===== Provided information

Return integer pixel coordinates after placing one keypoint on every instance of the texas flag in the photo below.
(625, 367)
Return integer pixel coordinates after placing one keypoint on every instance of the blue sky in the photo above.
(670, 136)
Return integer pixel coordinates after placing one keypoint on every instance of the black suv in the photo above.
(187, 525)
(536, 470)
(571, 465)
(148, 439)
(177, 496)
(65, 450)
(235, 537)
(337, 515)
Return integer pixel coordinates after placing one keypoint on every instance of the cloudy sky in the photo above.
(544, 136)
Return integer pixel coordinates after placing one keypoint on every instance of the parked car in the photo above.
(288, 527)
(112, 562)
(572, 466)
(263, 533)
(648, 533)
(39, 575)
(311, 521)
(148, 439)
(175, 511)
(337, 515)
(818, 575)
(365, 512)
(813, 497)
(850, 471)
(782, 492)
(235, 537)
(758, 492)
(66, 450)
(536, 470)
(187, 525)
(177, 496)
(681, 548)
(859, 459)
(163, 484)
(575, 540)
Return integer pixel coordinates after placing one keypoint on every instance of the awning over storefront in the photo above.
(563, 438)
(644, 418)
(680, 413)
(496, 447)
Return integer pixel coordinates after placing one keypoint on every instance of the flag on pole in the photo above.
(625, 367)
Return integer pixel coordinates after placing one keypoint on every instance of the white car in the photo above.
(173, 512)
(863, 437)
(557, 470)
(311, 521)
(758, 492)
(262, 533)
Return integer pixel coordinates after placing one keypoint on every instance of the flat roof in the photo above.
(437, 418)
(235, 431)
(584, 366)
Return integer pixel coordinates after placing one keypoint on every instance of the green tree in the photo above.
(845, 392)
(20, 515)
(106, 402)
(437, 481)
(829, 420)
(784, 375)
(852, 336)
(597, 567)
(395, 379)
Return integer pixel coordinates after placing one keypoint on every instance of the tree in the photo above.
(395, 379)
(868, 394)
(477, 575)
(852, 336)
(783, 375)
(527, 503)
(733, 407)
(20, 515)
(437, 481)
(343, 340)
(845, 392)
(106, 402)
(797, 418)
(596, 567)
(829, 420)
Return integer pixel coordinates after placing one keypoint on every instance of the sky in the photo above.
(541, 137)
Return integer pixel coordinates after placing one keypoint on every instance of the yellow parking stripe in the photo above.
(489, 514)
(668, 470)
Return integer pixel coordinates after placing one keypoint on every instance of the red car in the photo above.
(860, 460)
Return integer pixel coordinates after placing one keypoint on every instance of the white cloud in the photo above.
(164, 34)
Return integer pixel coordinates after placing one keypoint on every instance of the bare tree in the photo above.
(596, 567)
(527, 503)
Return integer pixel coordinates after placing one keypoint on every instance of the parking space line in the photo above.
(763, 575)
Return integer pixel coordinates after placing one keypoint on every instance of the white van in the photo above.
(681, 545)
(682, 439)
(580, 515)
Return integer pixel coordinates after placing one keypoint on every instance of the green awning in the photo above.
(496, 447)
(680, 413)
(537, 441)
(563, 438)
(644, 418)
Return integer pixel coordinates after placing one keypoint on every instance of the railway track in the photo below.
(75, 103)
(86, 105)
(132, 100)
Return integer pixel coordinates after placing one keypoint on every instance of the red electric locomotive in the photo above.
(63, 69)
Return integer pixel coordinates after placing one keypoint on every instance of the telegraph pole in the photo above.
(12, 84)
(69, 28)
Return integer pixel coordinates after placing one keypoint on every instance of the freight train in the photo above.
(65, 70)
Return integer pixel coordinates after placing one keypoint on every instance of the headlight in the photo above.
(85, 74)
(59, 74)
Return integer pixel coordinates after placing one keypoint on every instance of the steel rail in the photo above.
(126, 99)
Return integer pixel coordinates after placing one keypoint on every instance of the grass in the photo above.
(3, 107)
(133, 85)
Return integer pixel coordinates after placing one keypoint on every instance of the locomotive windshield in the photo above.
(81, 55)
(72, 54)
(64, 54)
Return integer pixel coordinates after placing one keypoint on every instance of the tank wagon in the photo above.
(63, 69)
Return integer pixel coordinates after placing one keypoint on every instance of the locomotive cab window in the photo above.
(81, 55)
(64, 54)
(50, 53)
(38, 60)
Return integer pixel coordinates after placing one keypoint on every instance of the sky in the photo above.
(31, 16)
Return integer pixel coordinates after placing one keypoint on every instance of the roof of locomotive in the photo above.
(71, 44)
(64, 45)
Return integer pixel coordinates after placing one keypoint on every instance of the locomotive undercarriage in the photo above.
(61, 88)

==========

[Task goal] Rewrite everything from the line containing "rail in the photo above." down to the end of the material, requests included, and shift every coordinate in the answers by -91.

[Problem solution]
Return integer pixel coordinates after placing one keypoint on every instance of the steel rail in the photo above.
(35, 8)
Return integer pixel coordinates after placing one keypoint on every instance of the grass in the photo above.
(-88, 16)
(42, -6)
Return integer pixel coordinates after placing one keypoint on every instance of the locomotive windshield in the photo above.
(-10, -36)
(-19, -37)
(-27, -37)
Return integer pixel coordinates after placing one keypoint on every instance of the tank wagon in the photo above.
(-28, -22)
Return integer pixel coordinates after placing one keypoint on every instance of the locomotive cab window in the photo above.
(-10, -36)
(-27, -37)
(-41, -38)
(-53, -31)
Return integer pixel coordinates after placing one keypoint on every instance of the sky in the photo above.
(-60, -75)
Return integer pixel coordinates after placing one keypoint on every instance of the roof of locomotive in the photo above.
(-20, -47)
(-27, -46)
Return integer pixel coordinates after placing one keypoint on every instance of the locomotive undercarriage in the photo above.
(-30, -3)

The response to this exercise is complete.